(Bounding-box records)

--- Begin ---

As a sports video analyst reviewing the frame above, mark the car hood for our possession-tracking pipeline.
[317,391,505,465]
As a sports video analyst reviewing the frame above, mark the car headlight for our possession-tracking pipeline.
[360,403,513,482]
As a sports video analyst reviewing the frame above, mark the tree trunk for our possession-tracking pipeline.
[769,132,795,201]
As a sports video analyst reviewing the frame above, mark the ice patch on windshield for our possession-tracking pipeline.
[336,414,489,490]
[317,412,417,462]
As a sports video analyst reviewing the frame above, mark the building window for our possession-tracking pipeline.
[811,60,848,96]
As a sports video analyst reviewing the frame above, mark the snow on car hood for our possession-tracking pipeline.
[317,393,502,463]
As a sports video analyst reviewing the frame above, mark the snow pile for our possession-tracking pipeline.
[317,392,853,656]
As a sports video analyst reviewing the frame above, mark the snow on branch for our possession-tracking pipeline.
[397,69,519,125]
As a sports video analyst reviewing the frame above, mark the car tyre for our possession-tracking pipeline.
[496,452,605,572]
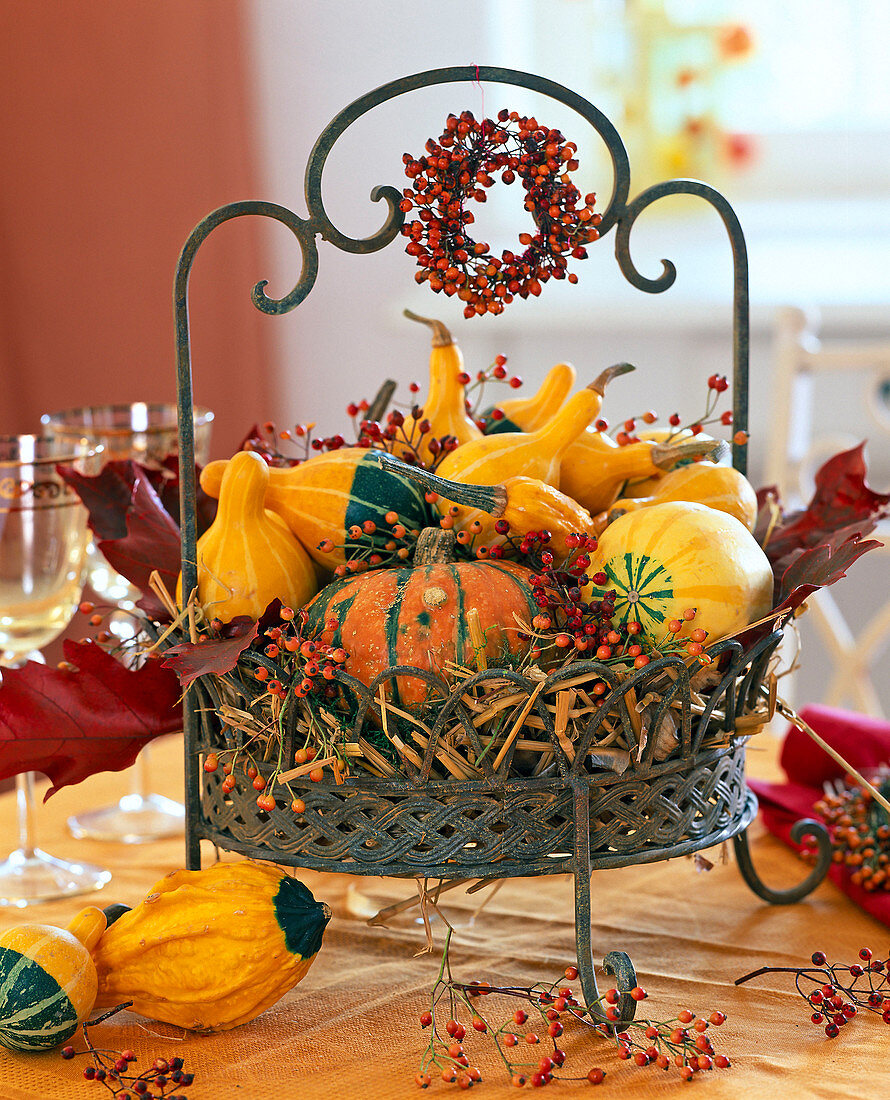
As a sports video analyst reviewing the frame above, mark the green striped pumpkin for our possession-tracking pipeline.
[306,528,537,704]
[0,908,106,1052]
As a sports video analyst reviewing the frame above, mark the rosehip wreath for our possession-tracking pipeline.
[400,110,603,318]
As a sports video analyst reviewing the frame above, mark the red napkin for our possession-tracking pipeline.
[749,706,890,925]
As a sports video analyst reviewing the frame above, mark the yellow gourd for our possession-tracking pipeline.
[483,363,575,436]
[623,428,733,497]
[394,309,482,448]
[378,455,593,557]
[609,462,757,531]
[94,860,331,1032]
[201,447,429,570]
[437,383,616,495]
[584,501,772,641]
[0,906,106,1052]
[177,451,318,623]
[559,428,721,515]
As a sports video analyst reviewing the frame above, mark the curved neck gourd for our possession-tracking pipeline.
[404,309,482,443]
[560,430,719,515]
[438,386,616,487]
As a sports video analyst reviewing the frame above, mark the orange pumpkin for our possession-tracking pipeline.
[306,527,537,704]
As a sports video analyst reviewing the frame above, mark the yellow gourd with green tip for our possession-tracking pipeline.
[94,860,331,1032]
[559,428,721,516]
[0,906,106,1052]
[196,447,430,571]
[437,383,616,495]
[583,501,773,641]
[176,451,318,623]
[609,462,757,531]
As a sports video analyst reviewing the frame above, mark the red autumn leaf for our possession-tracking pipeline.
[146,454,218,538]
[760,443,890,575]
[163,619,260,689]
[0,640,183,798]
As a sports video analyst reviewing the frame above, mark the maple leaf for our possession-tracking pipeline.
[163,618,260,689]
[0,640,183,798]
[758,443,890,576]
[58,459,136,539]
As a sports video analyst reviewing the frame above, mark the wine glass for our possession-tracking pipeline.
[0,436,111,908]
[41,402,213,611]
[41,402,213,844]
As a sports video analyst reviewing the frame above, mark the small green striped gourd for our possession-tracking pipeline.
[583,501,773,641]
[0,906,106,1052]
[306,528,537,704]
[201,447,430,571]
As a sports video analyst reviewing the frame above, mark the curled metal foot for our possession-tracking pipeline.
[733,817,832,905]
[603,952,637,1027]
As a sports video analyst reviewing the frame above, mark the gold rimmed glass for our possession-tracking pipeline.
[41,402,213,844]
[0,436,111,908]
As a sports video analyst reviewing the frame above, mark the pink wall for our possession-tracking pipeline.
[0,0,271,454]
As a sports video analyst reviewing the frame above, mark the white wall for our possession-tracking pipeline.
[248,0,890,712]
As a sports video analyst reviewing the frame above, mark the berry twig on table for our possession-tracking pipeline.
[813,767,890,893]
[62,1001,195,1100]
[415,930,729,1089]
[735,947,890,1038]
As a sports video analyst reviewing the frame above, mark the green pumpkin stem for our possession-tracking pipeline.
[650,439,729,470]
[414,527,458,565]
[371,451,507,517]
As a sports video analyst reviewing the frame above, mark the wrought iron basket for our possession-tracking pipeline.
[175,66,831,1020]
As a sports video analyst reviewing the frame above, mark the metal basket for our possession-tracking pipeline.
[175,66,831,1020]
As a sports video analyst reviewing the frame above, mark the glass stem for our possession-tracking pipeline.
[130,745,151,801]
[15,771,35,858]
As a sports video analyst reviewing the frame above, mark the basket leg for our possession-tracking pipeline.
[733,817,832,905]
[574,782,637,1027]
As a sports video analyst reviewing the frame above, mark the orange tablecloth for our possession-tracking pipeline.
[0,735,890,1100]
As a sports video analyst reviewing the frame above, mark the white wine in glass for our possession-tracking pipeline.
[0,436,111,908]
[41,402,213,844]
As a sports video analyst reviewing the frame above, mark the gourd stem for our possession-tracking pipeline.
[402,309,454,348]
[651,439,729,470]
[371,451,507,517]
[68,905,108,952]
[587,363,636,396]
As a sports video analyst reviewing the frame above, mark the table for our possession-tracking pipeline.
[0,734,890,1100]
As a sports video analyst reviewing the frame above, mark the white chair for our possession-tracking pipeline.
[765,307,890,717]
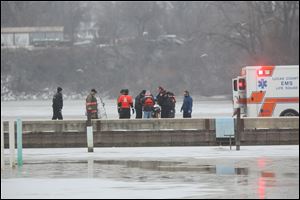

--- End ---

Turn every line of the listing above into a numbered list, skipping any blank lines and leaving the pictures out.

1. As a sports video analyst reviewing the frame above, mark the car hood for our possession-tracking pipeline.
2. [317,391,505,465]
3. As a sports video analyst reviewing the frame above, mark the car headlight for our possession-tracking pipeline.
4. [360,403,513,482]
5. As a sports video analyst reviewing the frame above, mark the tree trunk for our possession-tracking pipeline.
6. [769,132,795,201]
7. As a sports video analyst reviewing the frame above, mark the ice patch on windshield for our possession-tracking pipeline.
8. [336,414,489,490]
9. [317,412,417,462]
10. As a sports video analyst reviewing the frame above, mark the building window for our possession-tracking pipeline.
11. [811,60,848,96]
12. As a sports video analyst reviewing the frame above, mark the snow on car hood for our possession-tracking pipeline.
13. [317,393,502,463]
14. As a sports video analyst reviewing the frame above, mark the snow pile for our possession-tracking pipeline.
15. [317,392,853,656]
16. As a sports video analyst reviewing the frame above, mark the snow on branch for our possession-tracking pipeline.
17. [397,69,519,125]
18. As a sports video analyst reviewing the frame above, mark the car tyre for our possession-tracking pipeline.
19. [496,452,605,572]
20. As a sports video analyst reviewing the frame above, mark the green striped pumpkin for our possession-tracking pipeline.
21. [306,528,537,704]
22. [0,908,106,1052]
23. As a sports video analyst reviewing the frame above, mark the rosehip wreath for our possession-tracking pipeline.
24. [400,110,603,318]
25. As a sports video analyst reviewing the frame above, mark the red napkin for our possession-tracking pipeline.
26. [749,706,890,925]
27. As a sports video analyst reviewing the frame above, mark the yellow gourd for our possession-tracking pipeline.
28. [483,363,575,436]
29. [623,428,733,497]
30. [394,309,482,448]
31. [378,455,593,557]
32. [609,462,757,531]
33. [94,860,331,1032]
34. [201,447,429,570]
35. [437,383,616,495]
36. [584,501,772,641]
37. [0,906,106,1052]
38. [177,451,318,623]
39. [559,428,721,515]
40. As a sports video analyst reviewing the frame above, mark the curved neck gourd for our possession-tracking pipeline.
41. [404,309,482,443]
42. [560,430,719,515]
43. [438,386,616,487]
44. As a sports video analyst reviewing the frame above, mark the orange pumpkin for our possession-tracking pipeline.
45. [306,527,537,704]
46. As a sports video analyst reviewing the frame above, mark the yellow gourd with green tip for our possession-tracking pipeline.
47. [94,860,331,1032]
48. [559,428,721,516]
49. [0,906,106,1052]
50. [196,447,430,571]
51. [437,383,616,495]
52. [583,501,773,641]
53. [176,451,318,623]
54. [609,462,757,531]
55. As a sports video analyst reviewing the frame above, mark the red autumn leaf for our possession-tracking pipeline.
56. [146,454,218,538]
57. [760,443,890,575]
58. [163,619,260,689]
59. [0,640,183,798]
60. As a sports video analyst reviewing the frame above, mark the maple leaf for our possession-tracking pipeline.
61. [163,618,260,689]
62. [0,640,183,798]
63. [758,443,890,576]
64. [58,459,136,539]
65. As a sports video analyst reviewing the frame above, mark the wine glass for our possession-tracking pipeline.
66. [0,436,111,908]
67. [41,402,213,611]
68. [41,402,213,844]
69. As a sports video analyst reviewing the frame above, mark the small green striped gourd for our possession-tracking pipeline.
70. [583,501,773,641]
71. [0,906,106,1052]
72. [306,528,537,704]
73. [201,447,430,571]
74. As a sports video analyst reviewing the frame above, mark the curled metal foot for our possession-tracking pipeline.
75. [733,817,832,905]
76. [603,952,637,1027]
77. As a sports video analyst reviewing the frame above, mark the gold rimmed glass for our possession-tracking pipeline.
78. [41,402,213,844]
79. [0,436,111,908]
80. As a sports video analyst reviewing the frame above, mark the pink wall for our possession-tracking pipeline.
81. [0,0,271,454]
82. As a sports video analyst reviewing the frame above, mark the white wall for our possession-tracking pipeline.
83. [248,0,890,712]
84. As a sports video analyst reviewing the frame above, mark the berry twig on table for our possession-tracking pipeline.
85. [813,767,890,893]
86. [62,1001,195,1100]
87. [415,930,729,1089]
88. [735,947,890,1038]
89. As a sports video analyst reviewing the frame above, mark the green pumpkin stem for our possession-tracking pipeline.
90. [650,439,729,470]
91. [414,527,458,565]
92. [371,451,507,517]
93. As a sports video analyst reviewing the frame above, mark the wrought iron basket for our possession-tracking pipeline.
94. [175,66,831,1020]
95. As a sports video analyst reviewing the frame above, mark the metal basket for our possession-tracking pipeline.
96. [175,66,831,1020]
97. As a sports video analyst reviewing the frame above, mark the glass stem for our possession-tracking pipeline.
98. [130,745,151,801]
99. [15,771,35,858]
100. As a sports video analyst reviewing the frame above, mark the basket leg for our possession-tracking pipeline.
101. [733,817,832,905]
102. [574,782,637,1027]
103. As a sports video analyst reviewing the frame above, mark the orange tablecloth for our possession-tracking pipeline.
104. [0,735,890,1100]
105. As a sports video analyst reviewing the frame above, mark the white wine in glass for our possession-tracking pipeline.
106. [0,436,111,908]
107. [41,402,213,844]
108. As a sports video analyst reviewing the frame above, mark the gourd stem for our possession-tracking pipeline.
109. [402,309,454,348]
110. [651,439,729,470]
111. [371,451,507,517]
112. [68,905,108,952]
113. [587,363,636,396]
114. As a sports video analyst reviewing the frame above, mark the table for our possession-tracking pipeline.
115. [0,734,890,1100]
116. As a sports video analyst reviewing the frame above, mark the white chair for our possession-tracking pipeline.
117. [765,307,890,717]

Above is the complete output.